§ Objective: Repeat every record exactly, but keep images out of the copy.

** Start of Supplied data **

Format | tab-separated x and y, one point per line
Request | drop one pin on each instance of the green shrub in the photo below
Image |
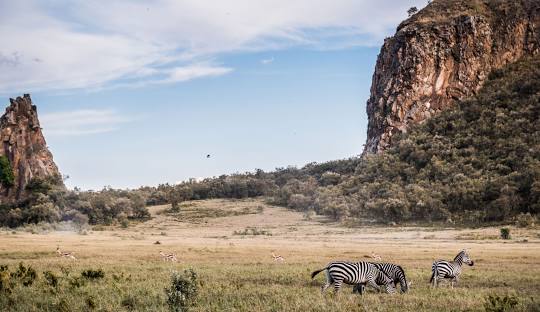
25	274
505	233
183	290
7	178
90	303
495	303
129	303
51	279
5	279
77	282
525	220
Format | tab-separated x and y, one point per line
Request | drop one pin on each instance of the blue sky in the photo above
140	99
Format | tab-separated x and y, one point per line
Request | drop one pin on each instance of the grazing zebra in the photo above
442	269
351	273
393	271
278	258
375	256
168	257
65	254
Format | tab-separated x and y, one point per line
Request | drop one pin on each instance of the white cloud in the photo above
81	122
95	44
267	61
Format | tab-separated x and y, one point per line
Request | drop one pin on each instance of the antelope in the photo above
65	254
168	257
278	258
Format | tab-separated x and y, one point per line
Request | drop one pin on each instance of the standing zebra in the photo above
393	271
351	273
442	269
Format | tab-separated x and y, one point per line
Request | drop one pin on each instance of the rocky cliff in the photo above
24	152
444	53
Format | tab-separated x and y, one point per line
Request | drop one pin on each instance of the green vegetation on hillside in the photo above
479	162
476	163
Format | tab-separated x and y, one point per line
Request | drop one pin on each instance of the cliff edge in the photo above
442	54
24	154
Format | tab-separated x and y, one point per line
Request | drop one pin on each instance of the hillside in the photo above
24	155
442	54
474	163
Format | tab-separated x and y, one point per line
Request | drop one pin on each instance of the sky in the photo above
133	93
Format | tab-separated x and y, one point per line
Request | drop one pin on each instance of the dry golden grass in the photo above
238	272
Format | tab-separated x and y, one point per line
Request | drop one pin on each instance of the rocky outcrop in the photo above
442	54
24	146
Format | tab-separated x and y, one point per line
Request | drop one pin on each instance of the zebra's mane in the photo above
460	254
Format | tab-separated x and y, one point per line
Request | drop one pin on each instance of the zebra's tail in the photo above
317	272
433	273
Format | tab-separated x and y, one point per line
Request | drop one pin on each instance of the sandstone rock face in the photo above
23	144
442	54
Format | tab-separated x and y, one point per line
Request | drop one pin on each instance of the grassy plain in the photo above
217	239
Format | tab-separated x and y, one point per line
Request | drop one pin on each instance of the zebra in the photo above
168	257
353	273
65	254
442	269
393	271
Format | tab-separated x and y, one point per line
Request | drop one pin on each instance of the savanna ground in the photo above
217	239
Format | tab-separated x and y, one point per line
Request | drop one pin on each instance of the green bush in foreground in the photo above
183	291
495	303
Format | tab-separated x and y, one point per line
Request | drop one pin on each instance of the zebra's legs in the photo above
325	287
337	286
372	283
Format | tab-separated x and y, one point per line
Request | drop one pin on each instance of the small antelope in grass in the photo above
278	258
65	254
168	257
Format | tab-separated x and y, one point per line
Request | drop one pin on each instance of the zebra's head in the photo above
387	282
465	258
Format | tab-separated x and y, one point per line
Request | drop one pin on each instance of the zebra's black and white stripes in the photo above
442	269
393	271
353	273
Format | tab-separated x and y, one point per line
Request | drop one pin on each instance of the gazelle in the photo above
168	257
278	258
65	254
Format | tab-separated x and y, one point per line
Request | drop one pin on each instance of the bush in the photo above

** End of Supplied data **

§ Solution:
Format | tab-separated x and y, one point per line
Request | drop one pin on each instance of the green shrub in the photo below
Image |
25	274
505	233
183	290
7	178
90	303
495	303
129	303
51	279
5	279
77	282
525	220
Format | tab-separated x and y, one point per line
Request | drop one pin on each instance of the blue sky in the photo above
140	99
Format | tab-separated x and y, one point per line
Request | drop one pin on each instance of the grazing zebra in the photo above
442	269
351	273
393	271
278	258
375	256
168	257
65	254
Format | tab-separated x and y, one point per line
Request | drop one pin on each instance of the white cloud in the photo above
81	122
95	44
267	61
Format | tab-separated x and y, one point per line
Request | drop one pin on each instance of the antelope in the photo above
65	254
168	257
278	258
Format | tab-separated x and y, one point per line
Request | drop one pin on each instance of the standing zebra in the photo above
393	271
351	273
442	269
Format | tab-separated x and y, one point per line
Request | drop one pin on each instance of the rocky cliff in the photo above
24	152
444	53
Format | tab-separated x and y, one point per line
Request | drop one pin on each instance of the green vegetation on hillside in the photo above
479	162
476	163
Format | tab-separated x and y, one point per line
Request | drop one pin on each instance of the cliff edge in the photo above
442	54
24	154
Format | tab-separated x and y, one point per line
Request | drop one pin on each instance of the hillside in the photo above
24	155
442	54
474	163
Format | tab-separated x and y, one point per line
Request | drop one pin on each instance of the sky in the photo above
133	93
Format | tab-separated x and y, one point per line
Request | drop one pin on each instance of the dry golden grass in the photo above
238	272
Format | tab-separated x and y, one point per line
Request | drop one pin on each instance of the rocky outcrop in the photo above
442	54
24	146
Format | tab-separated x and y, one point per line
Request | drop one pin on each instance of the zebra's mane in the photo above
460	254
Format | tab-separated x and y, one point per line
Request | drop one pin on each instance of the zebra's tail in the photo above
317	272
433	273
Format | tab-separated x and y, one point per line
Request | drop one pin on each instance of the sandstone rock face in the photo above
23	144
442	54
Format | tab-separated x and y, one point per line
Request | drop one pin on each instance of the grassy plain in the photo above
217	239
Format | tab-separated x and y, one point per line
Request | drop one pin on each instance of the zebra in the photo above
168	257
353	273
65	254
442	269
393	271
Format | tab-separated x and y, one point per line
Request | drop one pin on each instance of the savanna ground in the photo above
217	239
Format | tab-separated x and y, one point per line
Request | drop one pin on each instance of the green bush in foreground in the photo above
183	291
495	303
Format | tab-separated x and y, one point per line
Request | drop one pin on each instance of the zebra's legs in the photo above
325	287
337	286
372	283
Format | tab-separated x and y, one point per line
Request | drop one pin on each instance of the small antelope in grass in the photo above
278	258
65	254
168	257
Format | tab-separated x and y, one point per line
Request | drop one pin on each instance of the zebra's head in the photo above
387	282
465	258
Format | tab-separated x and y, one point per line
Request | drop one pin on each instance of the zebra's black and white stripes in the photo above
442	269
393	271
353	273
Format | tab-separated x and y, one point per line
Request | drop one pin on each instance of the gazelle in the photo above
168	257
278	258
65	254
Format | tab-separated x and y, one point per line
Request | drop one pin on each instance of the bush in the photo above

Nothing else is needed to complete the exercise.